• Source extract:
== == ==

Several major and integrated oil companies have their own proprietary storage terminals that are or have been used in their refining operations. If these companies choose to shut down their refining operations and elect to store and distribute petroleum products through their proprietary terminals, we could experience increased competition for the services we provide. In addition, other companies have facilities that offer competing storage and distribution services and a significant amount of additional competing storage capacity has been constructed recently.
 
Inland Terminals
 
We own and operate a network of 27 refined petroleum products terminals located primarily in the southeastern United States. We wholly own 25 of the 27 terminals in our portfolio. Our terminals have a combined capacity of more than 5 million barrels. Our customers utilize these facilities to take delivery of refined petroleum products transported on major common carrier interstate pipelines. The majority of our inland terminals connect to the Colonial, Explorer, Plantation or TEPPCO pipelines, and some facilities have multiple pipeline connections. We load and unload products through an automated system that allows products to move from the common carrier pipelines to our storage tanks and from our storage tanks to a truck or railcar loading rack. During 2010, gasoline represented approximately 66% of the product volume distributed through our inland terminals, with the remaining 34% consisting of distillates.

== == ==

• Data provided:
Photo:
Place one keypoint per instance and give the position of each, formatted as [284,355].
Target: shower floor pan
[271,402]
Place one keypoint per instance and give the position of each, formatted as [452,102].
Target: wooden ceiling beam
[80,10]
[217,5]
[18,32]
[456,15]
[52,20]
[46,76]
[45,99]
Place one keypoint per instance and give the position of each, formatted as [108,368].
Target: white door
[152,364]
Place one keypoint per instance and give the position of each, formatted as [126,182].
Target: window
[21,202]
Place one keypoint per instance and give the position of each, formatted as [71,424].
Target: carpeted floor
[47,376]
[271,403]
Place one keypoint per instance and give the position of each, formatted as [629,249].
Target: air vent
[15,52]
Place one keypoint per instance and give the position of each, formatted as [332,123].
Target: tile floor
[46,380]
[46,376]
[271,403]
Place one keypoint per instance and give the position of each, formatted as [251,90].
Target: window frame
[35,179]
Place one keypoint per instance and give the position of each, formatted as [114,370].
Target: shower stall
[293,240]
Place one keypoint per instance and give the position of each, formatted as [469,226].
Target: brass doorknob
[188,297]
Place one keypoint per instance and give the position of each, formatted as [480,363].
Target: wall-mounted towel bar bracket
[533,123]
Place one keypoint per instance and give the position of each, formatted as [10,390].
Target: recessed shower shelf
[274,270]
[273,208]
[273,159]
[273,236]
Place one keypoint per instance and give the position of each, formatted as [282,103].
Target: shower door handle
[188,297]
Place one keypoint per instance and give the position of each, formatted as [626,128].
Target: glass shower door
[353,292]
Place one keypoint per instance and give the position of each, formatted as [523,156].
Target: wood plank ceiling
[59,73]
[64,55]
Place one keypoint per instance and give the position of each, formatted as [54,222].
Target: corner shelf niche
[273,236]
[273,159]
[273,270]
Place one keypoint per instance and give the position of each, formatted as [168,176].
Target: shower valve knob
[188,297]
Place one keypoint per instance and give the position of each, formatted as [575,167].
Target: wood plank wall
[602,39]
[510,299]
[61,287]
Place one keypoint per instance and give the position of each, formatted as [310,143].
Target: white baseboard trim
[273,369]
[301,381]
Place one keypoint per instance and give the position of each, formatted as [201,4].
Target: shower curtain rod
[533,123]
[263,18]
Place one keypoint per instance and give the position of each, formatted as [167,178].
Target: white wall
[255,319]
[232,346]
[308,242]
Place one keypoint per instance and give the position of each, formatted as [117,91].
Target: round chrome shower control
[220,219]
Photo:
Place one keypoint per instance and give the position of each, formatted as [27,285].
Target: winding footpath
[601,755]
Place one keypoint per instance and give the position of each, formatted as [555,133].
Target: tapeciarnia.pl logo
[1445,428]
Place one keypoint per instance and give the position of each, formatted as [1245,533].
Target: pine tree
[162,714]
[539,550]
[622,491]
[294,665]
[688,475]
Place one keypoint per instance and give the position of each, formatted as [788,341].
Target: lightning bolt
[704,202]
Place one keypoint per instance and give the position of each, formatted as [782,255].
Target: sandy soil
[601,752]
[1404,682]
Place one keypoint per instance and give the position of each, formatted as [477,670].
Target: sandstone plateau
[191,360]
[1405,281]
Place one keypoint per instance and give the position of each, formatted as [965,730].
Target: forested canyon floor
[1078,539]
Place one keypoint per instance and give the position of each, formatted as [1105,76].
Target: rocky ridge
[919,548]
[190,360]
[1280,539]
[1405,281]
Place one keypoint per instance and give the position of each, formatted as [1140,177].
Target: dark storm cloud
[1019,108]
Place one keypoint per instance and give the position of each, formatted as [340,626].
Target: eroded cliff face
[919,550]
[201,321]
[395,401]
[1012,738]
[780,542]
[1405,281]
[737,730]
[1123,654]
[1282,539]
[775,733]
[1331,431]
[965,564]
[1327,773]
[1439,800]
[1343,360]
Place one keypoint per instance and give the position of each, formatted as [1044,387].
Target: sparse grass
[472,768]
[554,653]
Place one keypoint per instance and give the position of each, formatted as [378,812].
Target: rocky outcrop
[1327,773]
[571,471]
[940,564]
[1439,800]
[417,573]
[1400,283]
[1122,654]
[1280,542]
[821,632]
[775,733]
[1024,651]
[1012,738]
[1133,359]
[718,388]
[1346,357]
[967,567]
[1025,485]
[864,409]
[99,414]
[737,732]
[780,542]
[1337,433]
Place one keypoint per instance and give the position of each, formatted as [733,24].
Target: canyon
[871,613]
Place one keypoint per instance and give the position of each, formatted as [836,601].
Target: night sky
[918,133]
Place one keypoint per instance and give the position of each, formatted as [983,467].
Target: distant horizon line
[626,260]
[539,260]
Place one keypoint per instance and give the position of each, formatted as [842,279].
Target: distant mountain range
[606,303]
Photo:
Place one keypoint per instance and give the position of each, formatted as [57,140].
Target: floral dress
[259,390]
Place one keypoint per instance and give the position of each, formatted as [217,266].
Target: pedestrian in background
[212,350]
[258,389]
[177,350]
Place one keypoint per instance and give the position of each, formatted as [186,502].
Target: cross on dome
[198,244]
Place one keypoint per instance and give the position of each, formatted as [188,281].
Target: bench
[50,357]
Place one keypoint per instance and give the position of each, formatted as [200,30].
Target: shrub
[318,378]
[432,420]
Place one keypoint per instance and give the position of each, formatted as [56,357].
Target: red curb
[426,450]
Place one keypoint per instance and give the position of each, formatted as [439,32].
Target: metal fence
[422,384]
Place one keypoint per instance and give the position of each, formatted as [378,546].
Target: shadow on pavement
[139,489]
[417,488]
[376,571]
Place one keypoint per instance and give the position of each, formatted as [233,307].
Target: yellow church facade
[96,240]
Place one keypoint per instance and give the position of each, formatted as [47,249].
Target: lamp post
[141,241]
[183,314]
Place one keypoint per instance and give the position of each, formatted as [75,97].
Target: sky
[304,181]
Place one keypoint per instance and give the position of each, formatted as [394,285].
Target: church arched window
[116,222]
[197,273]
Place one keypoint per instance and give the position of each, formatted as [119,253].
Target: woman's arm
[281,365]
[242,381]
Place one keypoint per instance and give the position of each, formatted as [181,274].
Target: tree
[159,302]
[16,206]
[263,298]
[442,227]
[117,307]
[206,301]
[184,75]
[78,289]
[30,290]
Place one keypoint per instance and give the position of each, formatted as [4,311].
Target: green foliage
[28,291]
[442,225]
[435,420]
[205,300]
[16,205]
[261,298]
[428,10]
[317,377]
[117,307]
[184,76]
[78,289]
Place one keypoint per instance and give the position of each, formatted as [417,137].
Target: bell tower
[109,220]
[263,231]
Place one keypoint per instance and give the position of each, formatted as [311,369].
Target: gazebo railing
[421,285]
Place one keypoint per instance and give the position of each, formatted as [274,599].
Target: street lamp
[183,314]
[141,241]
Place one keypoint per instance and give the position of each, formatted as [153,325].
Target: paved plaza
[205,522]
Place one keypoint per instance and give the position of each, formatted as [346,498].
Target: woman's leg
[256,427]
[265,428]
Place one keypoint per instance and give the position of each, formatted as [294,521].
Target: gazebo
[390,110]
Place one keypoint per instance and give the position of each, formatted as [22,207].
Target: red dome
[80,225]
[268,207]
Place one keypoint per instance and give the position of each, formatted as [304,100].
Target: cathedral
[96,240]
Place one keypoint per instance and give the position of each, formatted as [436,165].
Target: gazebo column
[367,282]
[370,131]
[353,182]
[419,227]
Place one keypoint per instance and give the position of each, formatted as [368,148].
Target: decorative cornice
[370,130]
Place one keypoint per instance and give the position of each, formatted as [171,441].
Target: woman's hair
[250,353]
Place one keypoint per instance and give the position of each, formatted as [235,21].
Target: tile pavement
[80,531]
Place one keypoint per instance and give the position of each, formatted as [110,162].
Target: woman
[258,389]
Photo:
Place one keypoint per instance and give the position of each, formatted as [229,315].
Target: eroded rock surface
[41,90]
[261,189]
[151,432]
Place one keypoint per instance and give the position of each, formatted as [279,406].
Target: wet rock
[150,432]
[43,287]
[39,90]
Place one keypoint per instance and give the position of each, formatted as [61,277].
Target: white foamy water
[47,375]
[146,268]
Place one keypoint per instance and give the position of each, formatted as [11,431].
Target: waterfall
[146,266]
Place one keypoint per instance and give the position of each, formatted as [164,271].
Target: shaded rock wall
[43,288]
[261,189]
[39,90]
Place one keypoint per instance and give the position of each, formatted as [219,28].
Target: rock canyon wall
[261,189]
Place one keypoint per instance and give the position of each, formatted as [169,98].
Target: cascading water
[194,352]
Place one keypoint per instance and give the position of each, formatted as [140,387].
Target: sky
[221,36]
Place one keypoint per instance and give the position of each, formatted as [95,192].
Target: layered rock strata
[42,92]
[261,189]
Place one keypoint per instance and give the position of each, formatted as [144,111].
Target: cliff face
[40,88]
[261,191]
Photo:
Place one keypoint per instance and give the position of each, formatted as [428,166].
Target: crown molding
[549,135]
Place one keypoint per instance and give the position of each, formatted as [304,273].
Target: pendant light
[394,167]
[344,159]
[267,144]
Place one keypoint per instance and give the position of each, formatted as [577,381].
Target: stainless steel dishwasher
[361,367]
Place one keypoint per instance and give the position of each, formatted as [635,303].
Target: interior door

== == ==

• Given problem A:
Reproduce the part of the oil terminals passage starting at "Several major and" and ending at "been constructed recently.".
• Given problem B:
Locate each line in the records that contains the word "woman", matching case, and copy those lines.

• Solution A:
Several major and integrated oil companies have their own proprietary storage terminals that are or have been used in their refining operations. If these companies choose to shut down their refining operations and elect to store and distribute petroleum products through their proprietary terminals, we could experience increased competition for the services we provide. In addition, other companies have facilities that offer competing storage and distribution services and a significant amount of additional competing storage capacity has been constructed recently.

• Solution B:
Target: woman's arm
Target: woman's leg
Target: woman's hair
Target: woman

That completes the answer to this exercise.